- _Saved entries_
--
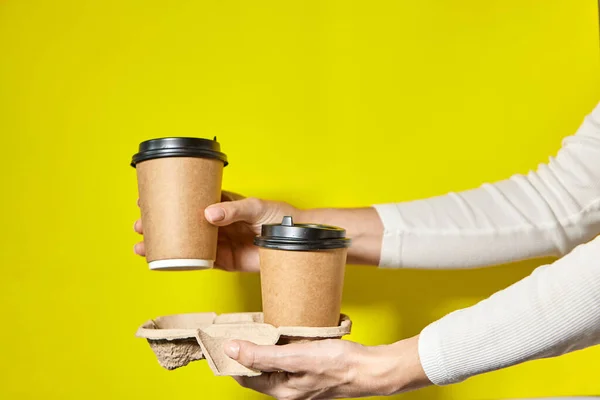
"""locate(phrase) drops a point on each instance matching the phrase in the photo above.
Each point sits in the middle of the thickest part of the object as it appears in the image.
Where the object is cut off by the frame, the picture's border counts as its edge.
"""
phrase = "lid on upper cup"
(290, 236)
(178, 147)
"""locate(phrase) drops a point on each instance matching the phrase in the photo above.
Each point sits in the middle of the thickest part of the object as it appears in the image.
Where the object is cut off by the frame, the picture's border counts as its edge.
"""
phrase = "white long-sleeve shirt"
(547, 212)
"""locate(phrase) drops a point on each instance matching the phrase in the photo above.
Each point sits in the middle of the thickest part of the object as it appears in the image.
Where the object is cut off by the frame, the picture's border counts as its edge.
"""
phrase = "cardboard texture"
(302, 288)
(213, 338)
(177, 340)
(173, 195)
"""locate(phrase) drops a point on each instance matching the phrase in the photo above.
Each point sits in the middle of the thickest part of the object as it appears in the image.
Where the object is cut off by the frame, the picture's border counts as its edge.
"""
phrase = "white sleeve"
(553, 311)
(546, 212)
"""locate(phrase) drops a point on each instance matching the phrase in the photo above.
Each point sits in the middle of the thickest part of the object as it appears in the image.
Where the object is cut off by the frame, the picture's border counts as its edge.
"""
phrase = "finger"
(138, 227)
(230, 196)
(266, 358)
(249, 210)
(139, 249)
(272, 384)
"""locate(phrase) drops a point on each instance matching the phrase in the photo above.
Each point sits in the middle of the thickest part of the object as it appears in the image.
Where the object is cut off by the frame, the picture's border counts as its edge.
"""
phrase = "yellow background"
(337, 103)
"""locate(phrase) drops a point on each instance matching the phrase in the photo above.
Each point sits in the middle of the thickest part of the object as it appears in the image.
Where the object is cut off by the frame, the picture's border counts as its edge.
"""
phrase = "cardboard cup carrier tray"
(180, 339)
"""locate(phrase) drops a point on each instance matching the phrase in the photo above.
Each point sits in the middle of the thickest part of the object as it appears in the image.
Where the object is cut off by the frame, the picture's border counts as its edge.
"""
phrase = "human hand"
(328, 369)
(239, 220)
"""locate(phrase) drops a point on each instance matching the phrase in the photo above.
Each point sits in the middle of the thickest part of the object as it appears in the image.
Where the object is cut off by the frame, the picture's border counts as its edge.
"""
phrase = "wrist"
(397, 367)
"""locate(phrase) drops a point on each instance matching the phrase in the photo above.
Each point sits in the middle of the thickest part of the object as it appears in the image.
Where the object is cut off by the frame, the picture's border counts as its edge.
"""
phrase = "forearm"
(395, 368)
(362, 225)
(554, 311)
(544, 213)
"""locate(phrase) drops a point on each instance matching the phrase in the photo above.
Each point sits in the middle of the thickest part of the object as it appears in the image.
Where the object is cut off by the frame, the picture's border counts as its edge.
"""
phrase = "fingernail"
(215, 214)
(232, 349)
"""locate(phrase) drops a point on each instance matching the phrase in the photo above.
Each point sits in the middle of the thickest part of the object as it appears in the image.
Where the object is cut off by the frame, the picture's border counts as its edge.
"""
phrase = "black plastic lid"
(178, 147)
(290, 236)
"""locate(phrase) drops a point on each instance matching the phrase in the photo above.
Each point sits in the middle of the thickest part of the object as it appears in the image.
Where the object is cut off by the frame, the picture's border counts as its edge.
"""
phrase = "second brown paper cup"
(302, 273)
(177, 179)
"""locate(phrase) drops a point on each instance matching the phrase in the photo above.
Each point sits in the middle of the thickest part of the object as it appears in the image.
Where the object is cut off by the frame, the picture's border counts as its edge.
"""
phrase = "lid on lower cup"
(178, 147)
(290, 236)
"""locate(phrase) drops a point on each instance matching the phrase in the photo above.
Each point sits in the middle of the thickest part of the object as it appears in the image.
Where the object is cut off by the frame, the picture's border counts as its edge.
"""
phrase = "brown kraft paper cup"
(302, 288)
(174, 192)
(302, 273)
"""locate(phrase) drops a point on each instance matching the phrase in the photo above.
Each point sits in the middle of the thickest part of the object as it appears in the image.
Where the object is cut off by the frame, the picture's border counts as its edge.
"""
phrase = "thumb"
(260, 358)
(250, 210)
--
- _Problem statement_
Transcribe the records word for word and include no pictures.

- _Written reply_
"""locate(phrase) drops a point on each instance matching the phrase in the photo above.
Each point sits in the middle of the thickest part of the object as it appears in the image.
Where the object is cut off by the frame, the picture's border counts as its edge.
"""
phrase = "lid on upper cup"
(290, 236)
(178, 147)
"""locate(phrase) drops a point on each instance matching the phrase in the photo above.
Each point sits in the middle of the thickest part of the object as it appears in the image.
Where the object is cut off by the frame, the picture's border counts as its edge.
"""
phrase = "white long-sleeve shirt"
(547, 212)
"""locate(phrase) drops a point on each instance matching the phrase in the photo above.
Each point sits in the middle of the thickest part of the object as it appears in the image.
Where the object is cut off by the frame, the picture's border counts as its edge.
"""
phrase = "cardboard texture"
(302, 288)
(213, 338)
(177, 340)
(173, 195)
"""locate(phrase) drops a point on each instance matching the phrase in the photo above.
Each point sits in the middle of the thickest part of the object as it appears in the image.
Where the object is cut off by the frame, the picture's border counts as its edge.
"""
phrase = "white sleeve"
(553, 311)
(546, 212)
"""locate(phrase) drops a point on each instance matching the phrase in the photo above.
Each point sits in the middle of the thickest part of the object as it appears in the image.
Where the object is cut off by the frame, the picture's border counts as its edge.
"""
phrase = "finger"
(138, 227)
(230, 196)
(266, 358)
(249, 210)
(139, 249)
(272, 384)
"""locate(phrase) drops a point on each instance matching the phrase in the photo above.
Each point sits in the middle of the thickest part of the object as it appears in the image.
Where the object is cut off by the frame, the picture's border counts as its edge.
"""
phrase = "yellow background"
(337, 103)
"""locate(phrase) drops a point on each instance matching the phrase in the photo above.
Each point sits in the middle of the thickest part of the object as it appears in the image.
Where the object is cut off by the frame, the picture's border counts as its edge.
"""
phrase = "cardboard cup carrier tray"
(180, 339)
"""locate(phrase) drops a point on each instance matching the phrase in the photo above.
Each point sits in the middle of the thickest part of the object as it appears in the image.
Where the object is cut off by the frame, the picture's border counts as its edge.
"""
phrase = "human hand"
(328, 369)
(239, 220)
"""locate(phrase) drops a point on each instance matching the phrase in the photo above.
Each point sits in the middle of the thickest part of the object as it appears in the image.
Where the object is cut off by the frame, the picture's border counts as its edge.
"""
phrase = "wrist"
(397, 367)
"""locate(phrase) drops a point on each instance matching the phrase in the photo above.
Each point sits in the middle of the thickest part of the object as it appears in the image.
Where the object is cut off by the frame, the picture's border counts as its edge.
"""
phrase = "forearm"
(395, 368)
(362, 225)
(554, 311)
(544, 213)
"""locate(phrase) drops a point on each instance matching the phrase in the photo above.
Each point sits in the middle of the thickest part of the object as it appears in the image.
Where the object is cut off by the frame, the picture's border counts as its edge.
"""
phrase = "fingernail"
(215, 214)
(232, 349)
"""locate(phrase) drops a point on each instance matching the phrase in the photo above.
Each point sits in the middle of the thickest part of the object as it appears in the image.
Where the object is cut off by the frame, the picture's border counts as its edge.
"""
phrase = "black plastic lid"
(178, 147)
(290, 236)
"""locate(phrase) drops a point on each instance matching the phrase in the photo above.
Each point sits in the middle of the thickest part of the object as it appears in the image.
Where the object is cut off by the frame, the picture's border counts as its edge.
"""
phrase = "second brown paper cup"
(302, 273)
(177, 179)
"""locate(phrase) drops a point on each instance matching the phrase in the photo above.
Each point sits in the middle of the thickest part of the object as it appears in the image.
Where the object is cut off by the frame, the picture's border counts as its edge.
"""
phrase = "lid on lower cup"
(178, 147)
(290, 236)
"""locate(phrase) drops a point on each instance matching the phrase in the photo above.
Each point sits in the middle of the thickest part of the object as it appears in the image.
Where the object is cut off by the frame, the picture's border counts as its edge.
"""
phrase = "brown kraft paper cup"
(302, 288)
(174, 192)
(302, 273)
"""locate(phrase) drops a point on each instance matching the phrase in the photo above.
Each point sits in the middle of the thickest part of the object as it appears in the image.
Where the object is cut off by the frame, the picture's border counts as its edge.
"""
phrase = "thumb"
(260, 358)
(250, 210)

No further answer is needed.